EXTRACTED INFORMATION:
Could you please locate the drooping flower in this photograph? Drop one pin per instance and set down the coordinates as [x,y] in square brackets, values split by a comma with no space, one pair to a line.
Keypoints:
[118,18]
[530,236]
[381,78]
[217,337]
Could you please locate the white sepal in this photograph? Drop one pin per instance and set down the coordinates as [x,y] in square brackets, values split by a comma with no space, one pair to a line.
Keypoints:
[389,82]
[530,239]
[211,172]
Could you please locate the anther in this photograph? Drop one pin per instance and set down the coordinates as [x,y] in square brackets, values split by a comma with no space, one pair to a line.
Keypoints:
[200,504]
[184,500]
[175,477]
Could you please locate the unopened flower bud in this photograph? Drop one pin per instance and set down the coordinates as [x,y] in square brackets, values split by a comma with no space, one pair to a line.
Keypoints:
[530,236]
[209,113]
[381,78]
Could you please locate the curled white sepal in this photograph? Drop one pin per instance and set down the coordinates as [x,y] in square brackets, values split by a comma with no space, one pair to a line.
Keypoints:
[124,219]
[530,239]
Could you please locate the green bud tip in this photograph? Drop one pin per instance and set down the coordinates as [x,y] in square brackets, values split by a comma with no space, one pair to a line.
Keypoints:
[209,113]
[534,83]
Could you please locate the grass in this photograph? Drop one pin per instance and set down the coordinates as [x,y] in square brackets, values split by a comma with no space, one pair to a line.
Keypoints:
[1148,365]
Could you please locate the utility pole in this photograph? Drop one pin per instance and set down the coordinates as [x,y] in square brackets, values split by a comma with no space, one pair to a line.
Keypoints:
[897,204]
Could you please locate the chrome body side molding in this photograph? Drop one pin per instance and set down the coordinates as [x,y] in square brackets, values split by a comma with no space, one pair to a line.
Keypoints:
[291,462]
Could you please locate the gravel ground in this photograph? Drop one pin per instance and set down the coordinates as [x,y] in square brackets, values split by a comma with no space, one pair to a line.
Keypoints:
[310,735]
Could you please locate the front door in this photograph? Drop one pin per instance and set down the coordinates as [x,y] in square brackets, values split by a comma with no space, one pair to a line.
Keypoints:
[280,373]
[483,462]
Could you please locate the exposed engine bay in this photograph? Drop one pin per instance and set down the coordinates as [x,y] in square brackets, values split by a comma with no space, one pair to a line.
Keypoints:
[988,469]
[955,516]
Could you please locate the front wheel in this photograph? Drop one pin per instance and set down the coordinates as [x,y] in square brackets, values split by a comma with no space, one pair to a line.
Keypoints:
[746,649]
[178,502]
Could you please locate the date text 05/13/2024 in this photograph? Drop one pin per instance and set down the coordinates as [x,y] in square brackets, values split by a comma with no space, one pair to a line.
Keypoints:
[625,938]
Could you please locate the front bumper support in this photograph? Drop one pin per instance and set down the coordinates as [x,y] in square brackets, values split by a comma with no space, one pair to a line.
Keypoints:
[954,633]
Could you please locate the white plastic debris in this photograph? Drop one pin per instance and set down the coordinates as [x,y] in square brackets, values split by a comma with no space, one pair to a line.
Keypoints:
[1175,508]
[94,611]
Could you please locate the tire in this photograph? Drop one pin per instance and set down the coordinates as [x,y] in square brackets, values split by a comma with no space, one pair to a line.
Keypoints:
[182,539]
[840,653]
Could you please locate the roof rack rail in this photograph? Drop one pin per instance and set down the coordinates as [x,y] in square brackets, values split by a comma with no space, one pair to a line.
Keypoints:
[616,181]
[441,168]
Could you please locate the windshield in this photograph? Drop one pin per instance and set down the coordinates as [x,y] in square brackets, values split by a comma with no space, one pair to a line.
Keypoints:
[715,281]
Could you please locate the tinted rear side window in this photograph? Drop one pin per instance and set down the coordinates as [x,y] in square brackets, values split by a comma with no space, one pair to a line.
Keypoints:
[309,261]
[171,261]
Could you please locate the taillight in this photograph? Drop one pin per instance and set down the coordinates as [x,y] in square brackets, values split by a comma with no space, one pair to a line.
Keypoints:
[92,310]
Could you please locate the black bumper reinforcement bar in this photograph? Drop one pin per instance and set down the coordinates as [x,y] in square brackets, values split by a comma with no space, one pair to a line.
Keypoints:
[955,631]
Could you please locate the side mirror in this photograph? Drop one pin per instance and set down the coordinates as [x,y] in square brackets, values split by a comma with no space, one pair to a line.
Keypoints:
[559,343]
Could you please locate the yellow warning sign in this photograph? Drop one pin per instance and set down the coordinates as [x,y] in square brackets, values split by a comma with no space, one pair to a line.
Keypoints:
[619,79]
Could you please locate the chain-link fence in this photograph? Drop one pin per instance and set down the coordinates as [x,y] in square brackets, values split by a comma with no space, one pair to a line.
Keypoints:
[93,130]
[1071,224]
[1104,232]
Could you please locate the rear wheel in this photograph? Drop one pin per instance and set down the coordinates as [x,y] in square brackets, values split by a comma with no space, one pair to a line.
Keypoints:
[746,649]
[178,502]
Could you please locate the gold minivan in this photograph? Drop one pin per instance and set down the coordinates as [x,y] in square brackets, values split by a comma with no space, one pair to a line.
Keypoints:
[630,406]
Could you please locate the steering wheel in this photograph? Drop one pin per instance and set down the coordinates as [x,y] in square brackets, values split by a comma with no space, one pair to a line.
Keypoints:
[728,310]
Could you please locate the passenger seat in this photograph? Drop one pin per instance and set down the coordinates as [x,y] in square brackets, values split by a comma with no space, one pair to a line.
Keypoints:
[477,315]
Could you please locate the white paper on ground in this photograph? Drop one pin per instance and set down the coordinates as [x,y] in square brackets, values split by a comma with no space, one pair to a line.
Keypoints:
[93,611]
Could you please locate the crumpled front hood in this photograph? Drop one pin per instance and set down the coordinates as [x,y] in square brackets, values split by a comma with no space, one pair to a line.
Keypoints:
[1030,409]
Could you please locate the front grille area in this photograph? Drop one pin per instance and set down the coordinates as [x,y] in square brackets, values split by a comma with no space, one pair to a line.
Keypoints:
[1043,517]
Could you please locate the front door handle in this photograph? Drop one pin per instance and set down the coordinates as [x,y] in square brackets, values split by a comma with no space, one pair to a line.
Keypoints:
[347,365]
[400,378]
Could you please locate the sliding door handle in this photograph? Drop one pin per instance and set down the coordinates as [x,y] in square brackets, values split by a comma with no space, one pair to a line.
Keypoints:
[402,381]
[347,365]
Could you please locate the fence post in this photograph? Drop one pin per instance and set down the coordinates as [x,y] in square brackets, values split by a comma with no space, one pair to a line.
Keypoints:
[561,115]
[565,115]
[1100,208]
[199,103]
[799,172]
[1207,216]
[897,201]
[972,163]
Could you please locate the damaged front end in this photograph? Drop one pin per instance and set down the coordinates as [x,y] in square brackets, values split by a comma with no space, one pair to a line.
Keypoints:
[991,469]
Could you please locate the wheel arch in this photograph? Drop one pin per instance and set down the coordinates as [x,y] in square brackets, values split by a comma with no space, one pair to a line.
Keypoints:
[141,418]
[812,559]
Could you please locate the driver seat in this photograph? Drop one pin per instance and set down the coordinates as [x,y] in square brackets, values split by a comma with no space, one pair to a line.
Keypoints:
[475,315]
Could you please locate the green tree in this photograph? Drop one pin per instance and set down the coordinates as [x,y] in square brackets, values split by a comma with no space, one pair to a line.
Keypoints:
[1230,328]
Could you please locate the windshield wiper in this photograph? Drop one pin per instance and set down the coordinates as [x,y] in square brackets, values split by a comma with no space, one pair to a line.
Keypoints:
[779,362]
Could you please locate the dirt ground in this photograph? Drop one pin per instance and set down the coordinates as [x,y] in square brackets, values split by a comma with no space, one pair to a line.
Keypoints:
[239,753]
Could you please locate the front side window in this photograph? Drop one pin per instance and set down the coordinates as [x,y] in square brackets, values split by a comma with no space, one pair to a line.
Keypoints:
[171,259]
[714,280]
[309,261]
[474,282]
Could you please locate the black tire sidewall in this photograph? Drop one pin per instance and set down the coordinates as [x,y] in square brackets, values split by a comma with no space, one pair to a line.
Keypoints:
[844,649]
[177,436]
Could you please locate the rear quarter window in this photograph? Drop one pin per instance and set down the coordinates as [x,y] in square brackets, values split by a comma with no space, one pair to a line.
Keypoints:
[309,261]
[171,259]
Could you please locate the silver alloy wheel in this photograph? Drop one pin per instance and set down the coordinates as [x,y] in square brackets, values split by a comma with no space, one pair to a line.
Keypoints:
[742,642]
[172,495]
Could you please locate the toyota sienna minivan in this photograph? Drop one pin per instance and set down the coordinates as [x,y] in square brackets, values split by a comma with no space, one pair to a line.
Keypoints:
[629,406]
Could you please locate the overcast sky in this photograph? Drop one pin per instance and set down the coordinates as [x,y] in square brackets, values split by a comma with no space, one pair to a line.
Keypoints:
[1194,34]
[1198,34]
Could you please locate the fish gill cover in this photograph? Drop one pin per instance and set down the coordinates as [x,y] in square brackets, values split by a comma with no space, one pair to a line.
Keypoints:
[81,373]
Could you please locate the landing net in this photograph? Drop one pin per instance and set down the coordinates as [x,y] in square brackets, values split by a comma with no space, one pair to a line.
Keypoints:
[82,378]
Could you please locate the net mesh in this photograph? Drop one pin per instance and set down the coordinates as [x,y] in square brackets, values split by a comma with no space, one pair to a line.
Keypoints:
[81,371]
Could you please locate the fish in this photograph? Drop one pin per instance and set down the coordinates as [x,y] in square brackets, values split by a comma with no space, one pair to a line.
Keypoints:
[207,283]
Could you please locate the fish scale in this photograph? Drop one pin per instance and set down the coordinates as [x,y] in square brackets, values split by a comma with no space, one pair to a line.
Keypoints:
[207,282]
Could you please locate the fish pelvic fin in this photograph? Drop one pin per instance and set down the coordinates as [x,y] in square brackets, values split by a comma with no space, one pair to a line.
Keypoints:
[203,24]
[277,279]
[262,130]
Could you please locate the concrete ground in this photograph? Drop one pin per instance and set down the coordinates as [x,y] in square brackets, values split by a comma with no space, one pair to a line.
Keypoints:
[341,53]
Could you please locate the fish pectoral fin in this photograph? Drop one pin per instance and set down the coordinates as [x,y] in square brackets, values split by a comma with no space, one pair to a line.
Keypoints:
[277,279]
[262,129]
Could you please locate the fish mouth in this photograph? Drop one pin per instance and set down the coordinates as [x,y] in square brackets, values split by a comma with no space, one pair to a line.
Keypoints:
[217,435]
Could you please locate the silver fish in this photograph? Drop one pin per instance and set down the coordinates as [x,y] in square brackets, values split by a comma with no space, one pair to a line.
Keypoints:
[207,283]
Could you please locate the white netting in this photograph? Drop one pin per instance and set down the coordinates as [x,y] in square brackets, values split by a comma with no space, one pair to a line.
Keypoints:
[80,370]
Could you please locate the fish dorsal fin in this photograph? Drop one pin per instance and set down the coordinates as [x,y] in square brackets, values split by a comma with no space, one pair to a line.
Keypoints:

EXERCISE INSTRUCTIONS:
Write the lines out verbatim, from the one with "Could you please locate the fish pectoral" through the last line of the entries, and stop there.

EXERCISE SOLUTION:
Could you please locate the fish pectoral fin in this photograph? Drop one pin per instance and set down the coordinates as [x,y] in square brackets, values split by a comma with no space, one pair to a line.
Keypoints:
[277,279]
[262,129]
Could you please locate the fish mouth in this photograph? Drop one pin per instance and set down the coordinates as [x,y] in square brackets, values split by a comma with no space, one pair to a line.
Keypoints:
[217,435]
Could you please locate the silver fish in this photograph? Drop one pin per instance and set down the coordinates as [x,y] in square brackets, values split by a comma with no space, one pair to a line.
Keypoints:
[207,283]
Could you please locate the white netting in this photograph? Drop one pin per instance and set down the coordinates as [x,y] in square brackets, values split by a comma with no space, one pair to a line.
Keypoints:
[80,370]
Could you please locate the fish dorsal fin in this photograph? Drop one pin per instance and set down the coordinates as [x,y] in square brackets, values split by a comma with no space, one pair to a line.
Keypoints:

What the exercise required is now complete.